A FOREST DIVIDED - by Bet Zimmerman and Paul Wilbur
Forest fragmentation poses a serious and growing threat to the ability of forests to support wildlife, clean air and water, provide recreational opportunities, and function as a sustainable and economically viable source of wood products. From 1994 to 1997, new single-family homes consumed an average of 2.16 million acres per year of land not previously used for housing. By 2010, some 150 million acres of productive private forestland will be owned in parcels of 100 acres or less, and the average holding will be about 17 acres (Sampson 2000).
Forest fragmentation occurs when large, contiguous blocks of forest are broken up into isolated islands by development, roads, or clearing for agriculture. The resulting geographic isolation leads to inbreeding and diminished biodiversity. Just as inbreeding among the royal families of Europe spread hemophilia, forest fragmentation negatively impacts the long term sustainability of both plant and animal communities. Migratory pathways for birds are lost. Scientists also suspect that fragmentation harms many woodland birds by making them more susceptible to predation by jays, crows, raccoons, and cats – creatures not typically abundant in extensive forests. The encroachment of roads into forests greatly increases the odds that animals that are migrating, seeking food, partners or breeding habitat will end up as flattened fauna. Negative interaction with homeowners can also occur, as hungry deer feast on landscape plants, and coyotes, fox and fishers chow on household pets.
Forest fragmentation can also decrease water and air quality, as the impervious surfaces of roads, parking lots, homes and businesses replace woodland plants, trees, and soils that previously stored carbon dioxide, produced oxygen, absorbed pollutants and protected against erosion. Increased run off and the introduction of nonpoint source pollutants diminish the function and change the character of the forest wetlands.
Breaking forests into small parcels can even impact human health. While fragments generally have fewer species than continuous habitat, some species like white-footed mice actually do better in small patches, probably because there are fewer predators and competitors left. White-footed mice populations are high in fragments smaller than about five acres, which could mean trouble for people living nearby, since the mice are the main carriers of Lyme disease bacteria. In one study, fragments smaller than three acres had an average of three times as many total deer tick nymphs as larger fragments did, and seven times as many infected nymphs. As many as 80% of the nymphs were infected in the smallest patches, the highest rate the researchers have seen.

(PROVIDED DATA):
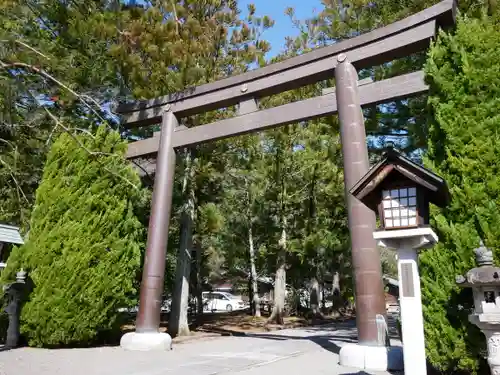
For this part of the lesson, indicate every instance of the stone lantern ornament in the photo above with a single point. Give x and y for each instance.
(485, 283)
(400, 191)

(QUESTIONS ON THE MATERIAL):
a) Answer these questions from the forest fragmentation article:
(i) From 1994 to 1997, how many acres per year did new single-family homes consume, on average, of land not previously used for housing?
(ii) Which animals are the main carriers of Lyme disease bacteria?
(iii) What share of the nymphs was infected in the smallest patches?
b) Copy the passage of the forest fragmentation article between "Breaking forests into" and "researchers have seen.", inclusive.
The data is separate material from the forest fragmentation article.

(SOLUTION SET):
a)
(i) An average of 2.16 million acres per year.
(ii) White-footed mice.
(iii) As many as 80%.

b)
Breaking forests into small parcels can even impact human health. While fragments generally have fewer species than continuous habitat, some species like white-footed mice actually do better in small patches, probably because there are fewer predators and competitors left. White-footed mice populations are high in fragments smaller than about five acres, which could mean trouble for people living nearby, since the mice are the main carriers of Lyme disease bacteria. In one study, fragments smaller than three acres had an average of three times as many total deer tick nymphs as larger fragments did, and seven times as many infected nymphs. As many as 80% of the nymphs were infected in the smallest patches, the highest rate the researchers have seen.